__Assignment__:
The expected output is every entry, copied exactly.

(Free-text object descriptions)

━━━━

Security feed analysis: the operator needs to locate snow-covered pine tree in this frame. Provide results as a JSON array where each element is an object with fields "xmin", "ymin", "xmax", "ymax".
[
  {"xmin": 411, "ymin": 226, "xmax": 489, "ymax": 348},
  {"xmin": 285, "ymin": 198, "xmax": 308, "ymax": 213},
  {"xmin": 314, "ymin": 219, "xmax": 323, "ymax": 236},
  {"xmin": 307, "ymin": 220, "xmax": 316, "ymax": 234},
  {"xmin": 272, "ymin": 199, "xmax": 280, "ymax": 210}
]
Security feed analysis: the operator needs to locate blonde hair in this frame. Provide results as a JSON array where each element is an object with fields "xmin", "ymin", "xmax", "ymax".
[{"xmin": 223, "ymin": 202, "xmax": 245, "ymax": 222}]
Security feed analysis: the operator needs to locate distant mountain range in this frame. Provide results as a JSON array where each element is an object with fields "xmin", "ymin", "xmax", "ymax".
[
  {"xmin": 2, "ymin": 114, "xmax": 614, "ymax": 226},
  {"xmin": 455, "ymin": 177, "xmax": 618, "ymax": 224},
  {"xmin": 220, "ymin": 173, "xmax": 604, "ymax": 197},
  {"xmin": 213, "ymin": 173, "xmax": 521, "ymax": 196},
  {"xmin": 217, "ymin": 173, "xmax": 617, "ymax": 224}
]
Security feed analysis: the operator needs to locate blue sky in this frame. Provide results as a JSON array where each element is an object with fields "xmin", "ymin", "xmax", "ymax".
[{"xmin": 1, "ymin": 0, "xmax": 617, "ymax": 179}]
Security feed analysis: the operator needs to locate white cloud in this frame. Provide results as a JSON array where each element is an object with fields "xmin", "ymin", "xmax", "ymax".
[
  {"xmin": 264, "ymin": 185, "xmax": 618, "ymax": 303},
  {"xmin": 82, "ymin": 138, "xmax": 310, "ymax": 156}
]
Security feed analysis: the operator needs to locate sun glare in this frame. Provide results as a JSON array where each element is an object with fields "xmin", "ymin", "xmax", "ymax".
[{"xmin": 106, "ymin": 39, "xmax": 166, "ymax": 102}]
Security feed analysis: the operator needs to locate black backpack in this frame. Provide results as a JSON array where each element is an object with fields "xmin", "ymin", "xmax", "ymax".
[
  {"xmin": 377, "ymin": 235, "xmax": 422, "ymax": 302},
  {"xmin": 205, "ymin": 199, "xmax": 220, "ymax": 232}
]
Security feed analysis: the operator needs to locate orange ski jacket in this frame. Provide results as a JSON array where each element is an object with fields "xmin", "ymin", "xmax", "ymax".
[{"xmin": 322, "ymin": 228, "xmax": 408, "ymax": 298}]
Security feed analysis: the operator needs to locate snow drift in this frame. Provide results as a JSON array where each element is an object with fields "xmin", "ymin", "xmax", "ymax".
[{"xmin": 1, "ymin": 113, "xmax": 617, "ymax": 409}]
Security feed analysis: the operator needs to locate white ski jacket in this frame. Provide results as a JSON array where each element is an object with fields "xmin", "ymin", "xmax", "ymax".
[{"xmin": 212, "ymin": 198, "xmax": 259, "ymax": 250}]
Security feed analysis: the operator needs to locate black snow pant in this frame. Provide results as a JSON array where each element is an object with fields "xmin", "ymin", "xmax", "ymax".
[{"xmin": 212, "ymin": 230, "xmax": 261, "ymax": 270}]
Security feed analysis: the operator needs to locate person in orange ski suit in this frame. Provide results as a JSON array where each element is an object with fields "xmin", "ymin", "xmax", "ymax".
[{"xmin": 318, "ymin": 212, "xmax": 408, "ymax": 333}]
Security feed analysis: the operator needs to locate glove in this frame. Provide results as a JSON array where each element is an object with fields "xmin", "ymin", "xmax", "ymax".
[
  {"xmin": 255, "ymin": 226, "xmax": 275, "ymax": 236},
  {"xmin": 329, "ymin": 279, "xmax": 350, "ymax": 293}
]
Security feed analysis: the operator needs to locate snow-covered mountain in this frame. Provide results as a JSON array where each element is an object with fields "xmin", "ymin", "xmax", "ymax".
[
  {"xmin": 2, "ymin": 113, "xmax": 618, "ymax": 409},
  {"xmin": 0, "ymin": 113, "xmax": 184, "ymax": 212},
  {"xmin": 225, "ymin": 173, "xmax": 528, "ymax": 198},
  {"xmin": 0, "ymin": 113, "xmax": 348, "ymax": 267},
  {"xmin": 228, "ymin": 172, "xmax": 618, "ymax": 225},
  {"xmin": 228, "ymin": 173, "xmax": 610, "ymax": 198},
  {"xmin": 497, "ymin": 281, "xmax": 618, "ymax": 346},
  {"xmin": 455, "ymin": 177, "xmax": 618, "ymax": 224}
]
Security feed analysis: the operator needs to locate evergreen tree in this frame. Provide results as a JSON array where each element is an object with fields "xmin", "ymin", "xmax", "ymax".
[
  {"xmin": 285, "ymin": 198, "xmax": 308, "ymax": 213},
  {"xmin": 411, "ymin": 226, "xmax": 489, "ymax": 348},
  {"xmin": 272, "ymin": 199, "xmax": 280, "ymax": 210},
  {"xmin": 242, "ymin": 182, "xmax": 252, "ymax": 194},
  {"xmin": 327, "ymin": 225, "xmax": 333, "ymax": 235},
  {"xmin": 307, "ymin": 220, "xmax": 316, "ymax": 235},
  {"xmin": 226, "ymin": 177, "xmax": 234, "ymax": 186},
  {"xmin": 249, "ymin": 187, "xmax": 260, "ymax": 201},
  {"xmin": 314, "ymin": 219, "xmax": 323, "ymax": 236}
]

━━━━

__Reply to the task__:
Security feed analysis: the operator needs to locate snow-covered pine tree in this frame. Provide results as a JSON array where each element is an object with fields "xmin", "ymin", "xmax", "ymax".
[
  {"xmin": 411, "ymin": 226, "xmax": 489, "ymax": 348},
  {"xmin": 285, "ymin": 198, "xmax": 308, "ymax": 213},
  {"xmin": 314, "ymin": 219, "xmax": 323, "ymax": 236},
  {"xmin": 307, "ymin": 220, "xmax": 316, "ymax": 234},
  {"xmin": 272, "ymin": 199, "xmax": 280, "ymax": 210}
]
Security feed analysis: the operator needs to locate blonde hair in this frame. Provide results as a JSON array where each element is an object with fields "xmin", "ymin", "xmax", "ymax".
[{"xmin": 223, "ymin": 202, "xmax": 245, "ymax": 222}]
Security feed analysis: the operator needs to locate distant mountain range in this frame. Provide results as a JSON array where each element is an object with fields "xmin", "ymin", "xmax", "ymax".
[
  {"xmin": 2, "ymin": 114, "xmax": 614, "ymax": 226},
  {"xmin": 455, "ymin": 177, "xmax": 618, "ymax": 224},
  {"xmin": 220, "ymin": 173, "xmax": 604, "ymax": 197},
  {"xmin": 213, "ymin": 173, "xmax": 521, "ymax": 196},
  {"xmin": 217, "ymin": 173, "xmax": 617, "ymax": 224}
]
Security feed analysis: the operator needs to locate blue sky in this frame. Provide results as a JSON array where each element is an object with fields "xmin", "ymin", "xmax", "ymax".
[{"xmin": 1, "ymin": 0, "xmax": 617, "ymax": 179}]
Security feed analysis: the operator needs to locate white cloud in this frame. Provide results as a JSON array where each element is an object with fields "xmin", "ymin", "xmax", "ymax".
[
  {"xmin": 264, "ymin": 185, "xmax": 618, "ymax": 303},
  {"xmin": 82, "ymin": 138, "xmax": 310, "ymax": 156}
]
Security feed analysis: the operator needs to locate sun glare in this frame. Provide results as a JSON array where each element is an object with fields "xmin", "ymin", "xmax", "ymax".
[{"xmin": 106, "ymin": 39, "xmax": 166, "ymax": 102}]
Security feed analysis: the operator needs to locate black backpack in this frame. Provide results as a JSON array where each element is an object with fields "xmin", "ymin", "xmax", "ymax".
[
  {"xmin": 377, "ymin": 235, "xmax": 422, "ymax": 302},
  {"xmin": 205, "ymin": 199, "xmax": 220, "ymax": 232}
]
Security feed analysis: the operator needs to locate orange ski jacket in this frame. Provide results as a JSON array where each element is an object with fields "xmin", "ymin", "xmax", "ymax".
[{"xmin": 322, "ymin": 228, "xmax": 408, "ymax": 298}]
Security feed analysis: the operator needs to locate snow drift in this frame. Provide results as a JSON array where each element is an object with fields "xmin", "ymin", "xmax", "ymax".
[{"xmin": 1, "ymin": 113, "xmax": 617, "ymax": 409}]
Security feed analysis: the operator needs to locate white ski jacket in this frame. Provide results as a JSON array where each element is an object with fields "xmin", "ymin", "xmax", "ymax".
[{"xmin": 212, "ymin": 198, "xmax": 259, "ymax": 250}]
Security feed analysis: the operator needs to locate black snow pant in this frame. Provide results as a JSON array where each element is an object with fields "xmin", "ymin", "xmax", "ymax".
[{"xmin": 212, "ymin": 230, "xmax": 261, "ymax": 270}]
Security feed analysis: the operator needs to locate person in orange ski suit in this frame. Provide results as a JSON array where each element is an object with fields "xmin", "ymin", "xmax", "ymax".
[{"xmin": 318, "ymin": 212, "xmax": 408, "ymax": 333}]
Security feed analysis: the operator needs to locate glove in this frame. Provide results as a JSON array where each element is an object with fields "xmin", "ymin", "xmax", "ymax".
[
  {"xmin": 255, "ymin": 226, "xmax": 275, "ymax": 236},
  {"xmin": 329, "ymin": 279, "xmax": 350, "ymax": 293}
]
Security feed analysis: the operator needs to locate snow-covered mountain in this frame. Provide results as a JSON array where each element is an object with fields "xmin", "ymin", "xmax", "ymax".
[
  {"xmin": 2, "ymin": 113, "xmax": 618, "ymax": 409},
  {"xmin": 0, "ymin": 113, "xmax": 184, "ymax": 212},
  {"xmin": 225, "ymin": 173, "xmax": 528, "ymax": 198},
  {"xmin": 0, "ymin": 113, "xmax": 348, "ymax": 267},
  {"xmin": 228, "ymin": 172, "xmax": 618, "ymax": 225},
  {"xmin": 228, "ymin": 173, "xmax": 610, "ymax": 198},
  {"xmin": 497, "ymin": 281, "xmax": 618, "ymax": 346},
  {"xmin": 455, "ymin": 177, "xmax": 618, "ymax": 224}
]
Security feed analysis: the operator needs to locate evergreen tree in this frame. Provide results as a JSON array where each element is an object with fields "xmin", "ymin", "xmax", "ymax".
[
  {"xmin": 285, "ymin": 198, "xmax": 308, "ymax": 213},
  {"xmin": 411, "ymin": 226, "xmax": 489, "ymax": 348},
  {"xmin": 272, "ymin": 199, "xmax": 280, "ymax": 210},
  {"xmin": 242, "ymin": 182, "xmax": 252, "ymax": 194},
  {"xmin": 327, "ymin": 225, "xmax": 333, "ymax": 235},
  {"xmin": 307, "ymin": 220, "xmax": 316, "ymax": 235},
  {"xmin": 226, "ymin": 177, "xmax": 234, "ymax": 186},
  {"xmin": 249, "ymin": 187, "xmax": 260, "ymax": 201},
  {"xmin": 314, "ymin": 219, "xmax": 323, "ymax": 236}
]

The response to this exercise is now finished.